─── 抜粋した文章 ───
講演情報
[4]IEC 60601-1-8 新/旧規格の医療機器警報の音響特性に関する一検討
石田 開1, 藤井 清孝2 (1.湘南工科大学工学部人間環境学科, 2.北里大学医療衛生学部医療工学科)
【目的】医療機器には,患者の病態の急変や機器の動作上の不具合などを知らせるため,IEC 60601-1-8が規定する警報音が搭載されている.同規格が定める警報音は,これまでのメロディベースのビープ音から,人間工学を基にした認識性の高い音色に変更された.しかし,各種の環境音に晒され,劣化した際の警報音の特性に関するベンチマークはおこなわれていない.本研究では,IEC 60601-1-8が規定する,新/旧規格の警報音を対象に,信号処理を用いて,劣化警報音の特性を評価することを目的とした.【方法】本研究では,旧規格で規定する警報音8種および新規格の7種を対象とした.最初に合計15種類のサンプル音源に対し,高速フーリエ変換を施し,メルスペクトログラムを求めた.メルスペクトログラムとは,スペクトログラムの縦軸を人間が理解し易いメル尺度に変換したものである.次に,メルスペクトログラムの2次元の座標空間のデータを,1次元データに変換し,各警報音間のコサイン類似度を求めた.次に,劣化音源に対する評価として,各警報音の音量を0.1 ~2dBまで0.1dB毎に変動させるとともに,環境音(航空機のエンジン音や話し声など,10種を使用)と重畳させた.その後,信号処理により,クロマグラム,ゼロ交差率,スペクトル重心,スペクトルの帯域幅,スペクトルのロールオフ頻度および1~ 20までのメル周波数ケプストラム係数を求め,これらを基に,コサイン類度を計算した.【結果とまとめ】サンプル音源のコサイン類似度は,旧規格同士はすべて0.99を超え,新規格同士では0.886~ 0.985となった.一方,劣化音源では旧規格同士はすべて1.00となった.しかし,新規格同士では一つを除き,0.996 ~ 0.999の値を取った.新規格音源は,雑音が重畳し劣化しても,複数の特徴量を基にすることで,僅かな音響的な違いがあり,識別の優位性が示された.
─── 対象の資料 ───
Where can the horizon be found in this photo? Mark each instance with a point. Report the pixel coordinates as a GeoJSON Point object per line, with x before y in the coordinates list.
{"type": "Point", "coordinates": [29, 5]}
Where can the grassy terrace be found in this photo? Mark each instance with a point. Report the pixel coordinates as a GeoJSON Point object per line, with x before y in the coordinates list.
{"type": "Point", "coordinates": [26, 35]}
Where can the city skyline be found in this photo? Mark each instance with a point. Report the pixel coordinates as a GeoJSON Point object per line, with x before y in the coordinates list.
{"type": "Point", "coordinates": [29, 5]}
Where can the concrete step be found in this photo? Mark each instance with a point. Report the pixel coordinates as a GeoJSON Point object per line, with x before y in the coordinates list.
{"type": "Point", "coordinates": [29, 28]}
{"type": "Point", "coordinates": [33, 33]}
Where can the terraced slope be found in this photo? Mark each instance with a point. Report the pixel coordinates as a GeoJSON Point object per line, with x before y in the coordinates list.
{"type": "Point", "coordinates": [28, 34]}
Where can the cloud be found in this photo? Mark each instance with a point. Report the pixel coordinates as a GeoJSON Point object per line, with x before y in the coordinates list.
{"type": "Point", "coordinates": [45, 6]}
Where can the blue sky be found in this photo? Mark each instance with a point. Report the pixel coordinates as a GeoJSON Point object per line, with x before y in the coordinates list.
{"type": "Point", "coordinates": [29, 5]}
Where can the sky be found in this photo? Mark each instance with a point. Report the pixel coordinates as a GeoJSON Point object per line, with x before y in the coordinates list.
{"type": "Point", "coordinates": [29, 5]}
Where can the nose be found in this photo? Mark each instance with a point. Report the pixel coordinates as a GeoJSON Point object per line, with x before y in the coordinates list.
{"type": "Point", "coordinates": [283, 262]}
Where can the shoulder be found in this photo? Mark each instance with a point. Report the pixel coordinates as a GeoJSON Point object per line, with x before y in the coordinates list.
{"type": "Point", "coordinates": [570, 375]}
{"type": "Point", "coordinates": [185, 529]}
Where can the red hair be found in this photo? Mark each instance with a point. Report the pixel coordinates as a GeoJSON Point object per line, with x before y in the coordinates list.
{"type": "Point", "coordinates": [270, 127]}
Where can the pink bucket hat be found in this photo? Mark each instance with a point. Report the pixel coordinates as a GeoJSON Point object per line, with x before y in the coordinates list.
───
抜粋した文章によると、サンプル音源のコサイン類似度は、新規格の警報音同士でどの範囲になりましたか。

解答例: 0.886~0.985です。